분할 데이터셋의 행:

----

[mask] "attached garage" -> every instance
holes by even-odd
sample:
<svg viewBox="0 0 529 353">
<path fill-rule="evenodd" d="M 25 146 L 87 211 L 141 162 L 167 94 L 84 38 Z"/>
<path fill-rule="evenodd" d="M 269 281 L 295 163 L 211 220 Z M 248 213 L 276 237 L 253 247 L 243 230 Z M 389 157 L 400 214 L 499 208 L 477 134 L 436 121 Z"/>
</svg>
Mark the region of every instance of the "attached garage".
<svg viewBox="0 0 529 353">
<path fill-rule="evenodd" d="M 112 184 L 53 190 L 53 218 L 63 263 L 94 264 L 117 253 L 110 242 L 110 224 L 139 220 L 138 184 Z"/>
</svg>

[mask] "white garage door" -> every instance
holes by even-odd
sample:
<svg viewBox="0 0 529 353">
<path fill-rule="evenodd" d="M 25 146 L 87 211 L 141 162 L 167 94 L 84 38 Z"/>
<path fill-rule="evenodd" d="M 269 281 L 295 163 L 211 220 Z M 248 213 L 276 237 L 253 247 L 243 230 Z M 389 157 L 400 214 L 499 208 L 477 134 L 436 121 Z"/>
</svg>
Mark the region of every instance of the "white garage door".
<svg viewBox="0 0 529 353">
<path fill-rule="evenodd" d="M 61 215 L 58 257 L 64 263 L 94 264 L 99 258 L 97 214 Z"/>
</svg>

----

수행할 작업
위 목록의 모든 줄을 요청 부분까지 포함해 다시 쓰되, 답에 나오는 viewBox 값과 경로 좌표를 모두 0.75배로 축척하고 정수로 반올림하세요(0.5는 올림). 요청 문장과 그 안의 형식 예시에 있는 수는 바꾸지 마세요.

예상 답안
[mask] "attached garage" -> every instance
holes by even-odd
sample:
<svg viewBox="0 0 529 353">
<path fill-rule="evenodd" d="M 25 146 L 87 211 L 141 162 L 167 94 L 84 38 Z"/>
<path fill-rule="evenodd" d="M 269 281 L 295 163 L 211 220 Z M 248 213 L 276 237 L 253 247 L 243 230 Z M 389 157 L 400 214 L 499 208 L 477 134 L 436 121 Z"/>
</svg>
Mark the region of every instance of the "attached garage".
<svg viewBox="0 0 397 265">
<path fill-rule="evenodd" d="M 84 138 L 40 143 L 40 164 L 47 197 L 71 198 L 88 190 L 83 182 L 83 168 L 104 165 L 104 138 Z"/>
</svg>

[mask] "white garage door" -> every instance
holes by even-odd
sample:
<svg viewBox="0 0 529 353">
<path fill-rule="evenodd" d="M 25 146 L 87 211 L 141 162 L 167 94 L 84 38 Z"/>
<path fill-rule="evenodd" d="M 269 281 L 295 163 L 211 220 Z M 248 213 L 276 237 L 253 247 L 243 230 Z M 389 157 L 400 214 L 499 208 L 477 134 L 436 121 Z"/>
</svg>
Mark the region of every instance of the "white garage door".
<svg viewBox="0 0 397 265">
<path fill-rule="evenodd" d="M 46 161 L 44 193 L 48 197 L 71 198 L 74 194 L 73 161 Z"/>
</svg>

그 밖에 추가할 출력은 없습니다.